PROMPT. Retype the tail of the data exactly, starting at the line containing "For the red necktie" and stopping at the last line.
┌────────
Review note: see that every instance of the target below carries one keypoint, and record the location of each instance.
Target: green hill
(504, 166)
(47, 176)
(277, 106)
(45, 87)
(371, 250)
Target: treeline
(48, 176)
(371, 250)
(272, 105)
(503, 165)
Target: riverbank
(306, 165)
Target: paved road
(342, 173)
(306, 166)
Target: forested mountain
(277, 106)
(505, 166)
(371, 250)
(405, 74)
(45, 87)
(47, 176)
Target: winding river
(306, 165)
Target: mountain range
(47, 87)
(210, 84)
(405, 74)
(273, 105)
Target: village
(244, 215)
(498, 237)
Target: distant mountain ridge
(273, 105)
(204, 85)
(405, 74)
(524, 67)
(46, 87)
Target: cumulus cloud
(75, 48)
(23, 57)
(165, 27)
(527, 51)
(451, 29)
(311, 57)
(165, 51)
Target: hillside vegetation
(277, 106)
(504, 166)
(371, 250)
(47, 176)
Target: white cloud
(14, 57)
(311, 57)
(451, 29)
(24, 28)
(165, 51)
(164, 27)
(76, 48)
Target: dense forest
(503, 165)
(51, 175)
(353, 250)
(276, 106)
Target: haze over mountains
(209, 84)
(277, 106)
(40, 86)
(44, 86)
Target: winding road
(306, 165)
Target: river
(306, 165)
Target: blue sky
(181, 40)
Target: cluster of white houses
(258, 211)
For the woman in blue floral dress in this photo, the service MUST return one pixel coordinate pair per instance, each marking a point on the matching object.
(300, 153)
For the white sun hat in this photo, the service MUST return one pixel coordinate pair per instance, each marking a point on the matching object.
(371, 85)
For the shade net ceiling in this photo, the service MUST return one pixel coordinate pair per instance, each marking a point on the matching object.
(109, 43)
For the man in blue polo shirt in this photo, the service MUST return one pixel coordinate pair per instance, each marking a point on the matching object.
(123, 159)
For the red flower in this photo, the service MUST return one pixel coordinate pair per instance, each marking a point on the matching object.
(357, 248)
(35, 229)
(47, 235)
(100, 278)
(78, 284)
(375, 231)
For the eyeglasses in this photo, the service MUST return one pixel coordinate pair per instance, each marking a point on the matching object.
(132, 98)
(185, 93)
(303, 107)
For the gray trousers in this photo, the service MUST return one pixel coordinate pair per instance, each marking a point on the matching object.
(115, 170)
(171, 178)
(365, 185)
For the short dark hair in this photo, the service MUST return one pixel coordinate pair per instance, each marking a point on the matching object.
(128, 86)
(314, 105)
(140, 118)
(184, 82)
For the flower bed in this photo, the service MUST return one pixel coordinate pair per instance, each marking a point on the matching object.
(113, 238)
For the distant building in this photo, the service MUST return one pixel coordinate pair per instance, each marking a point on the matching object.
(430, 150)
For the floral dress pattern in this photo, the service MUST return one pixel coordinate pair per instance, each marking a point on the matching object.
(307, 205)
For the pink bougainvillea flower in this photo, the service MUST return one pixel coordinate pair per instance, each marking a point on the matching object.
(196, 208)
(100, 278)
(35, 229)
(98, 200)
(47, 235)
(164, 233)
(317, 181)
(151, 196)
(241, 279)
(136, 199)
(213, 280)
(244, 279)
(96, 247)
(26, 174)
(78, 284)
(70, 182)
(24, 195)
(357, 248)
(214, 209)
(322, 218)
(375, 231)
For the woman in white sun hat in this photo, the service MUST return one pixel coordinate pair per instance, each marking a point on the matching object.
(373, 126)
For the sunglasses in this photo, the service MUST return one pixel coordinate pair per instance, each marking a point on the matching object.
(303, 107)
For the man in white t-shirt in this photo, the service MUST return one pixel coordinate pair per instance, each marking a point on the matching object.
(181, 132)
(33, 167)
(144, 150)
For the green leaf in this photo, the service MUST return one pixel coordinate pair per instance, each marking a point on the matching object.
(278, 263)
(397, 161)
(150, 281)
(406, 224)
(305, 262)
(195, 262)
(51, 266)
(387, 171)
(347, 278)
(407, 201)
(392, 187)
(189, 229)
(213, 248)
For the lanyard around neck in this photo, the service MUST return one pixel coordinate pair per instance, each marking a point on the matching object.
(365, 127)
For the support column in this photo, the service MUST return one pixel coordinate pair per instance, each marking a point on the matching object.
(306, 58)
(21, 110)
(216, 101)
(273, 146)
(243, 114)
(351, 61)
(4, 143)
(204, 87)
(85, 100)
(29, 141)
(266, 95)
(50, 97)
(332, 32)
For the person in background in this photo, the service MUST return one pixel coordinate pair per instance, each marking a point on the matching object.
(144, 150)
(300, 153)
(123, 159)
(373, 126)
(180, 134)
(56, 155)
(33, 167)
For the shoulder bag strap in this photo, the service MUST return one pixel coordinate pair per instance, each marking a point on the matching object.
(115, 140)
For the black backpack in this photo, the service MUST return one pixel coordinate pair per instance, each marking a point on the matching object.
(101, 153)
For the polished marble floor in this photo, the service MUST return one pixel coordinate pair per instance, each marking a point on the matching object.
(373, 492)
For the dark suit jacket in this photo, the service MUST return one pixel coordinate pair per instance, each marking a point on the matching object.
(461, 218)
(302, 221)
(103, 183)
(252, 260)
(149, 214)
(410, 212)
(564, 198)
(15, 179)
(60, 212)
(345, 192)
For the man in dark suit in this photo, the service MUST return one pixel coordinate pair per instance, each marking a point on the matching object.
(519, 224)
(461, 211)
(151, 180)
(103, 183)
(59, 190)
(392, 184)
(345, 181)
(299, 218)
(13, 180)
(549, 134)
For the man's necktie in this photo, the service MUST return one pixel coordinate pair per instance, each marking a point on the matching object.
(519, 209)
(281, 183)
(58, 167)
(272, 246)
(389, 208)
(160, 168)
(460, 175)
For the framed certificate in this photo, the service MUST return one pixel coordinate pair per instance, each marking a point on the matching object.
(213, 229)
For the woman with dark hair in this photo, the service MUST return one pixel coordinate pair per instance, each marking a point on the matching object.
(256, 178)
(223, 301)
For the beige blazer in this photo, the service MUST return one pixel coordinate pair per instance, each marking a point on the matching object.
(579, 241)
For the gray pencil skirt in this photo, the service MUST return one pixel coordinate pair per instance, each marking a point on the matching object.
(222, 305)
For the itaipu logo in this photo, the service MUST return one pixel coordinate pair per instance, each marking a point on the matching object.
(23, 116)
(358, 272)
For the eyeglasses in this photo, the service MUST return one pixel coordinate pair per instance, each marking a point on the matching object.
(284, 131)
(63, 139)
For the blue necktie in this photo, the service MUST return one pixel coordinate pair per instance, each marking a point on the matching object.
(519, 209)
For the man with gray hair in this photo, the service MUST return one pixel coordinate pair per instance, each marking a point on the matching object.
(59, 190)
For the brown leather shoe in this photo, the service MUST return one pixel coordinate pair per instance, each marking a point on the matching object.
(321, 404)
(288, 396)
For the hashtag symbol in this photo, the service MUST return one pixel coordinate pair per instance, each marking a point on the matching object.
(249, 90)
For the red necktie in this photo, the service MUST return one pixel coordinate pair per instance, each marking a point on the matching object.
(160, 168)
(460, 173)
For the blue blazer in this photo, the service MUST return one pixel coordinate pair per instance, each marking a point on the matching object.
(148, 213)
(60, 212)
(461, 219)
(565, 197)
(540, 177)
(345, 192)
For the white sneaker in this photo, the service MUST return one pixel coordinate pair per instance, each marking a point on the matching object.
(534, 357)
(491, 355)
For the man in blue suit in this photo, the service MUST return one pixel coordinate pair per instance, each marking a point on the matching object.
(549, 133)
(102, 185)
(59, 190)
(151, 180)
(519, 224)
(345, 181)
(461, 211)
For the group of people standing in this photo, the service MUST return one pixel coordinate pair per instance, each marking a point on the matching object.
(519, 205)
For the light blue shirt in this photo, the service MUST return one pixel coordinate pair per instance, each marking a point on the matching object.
└────────
ANSWER TO THE EXERCISE.
For the red necktie in this photo, the service MUST return one pixel coordinate pair per instance, each marking a point on the matching object.
(160, 168)
(460, 173)
For the blue blazer in this photo, the service MUST return one pixel coordinate pair per instance, each marking a point on the matching object.
(148, 213)
(60, 212)
(461, 219)
(565, 197)
(540, 177)
(345, 192)
For the white sneaker in this photo, the service MUST return one pixel coordinate pair per instance, each marking a point on the matching object.
(534, 357)
(491, 355)
For the man in blue suit in this photo, the service MUST return one pixel coordinate pair per instance, each marking a point on the matching object.
(549, 133)
(102, 185)
(59, 190)
(151, 180)
(519, 224)
(345, 181)
(461, 211)
For the group of people standing in this photo, the service MUST return one pixel coordinate pair per instance, each marking a point on the matching object.
(519, 205)
For the light blue shirt in this photo, the service MUST return one pixel coordinate pair per instance, each marking a point on the matching object.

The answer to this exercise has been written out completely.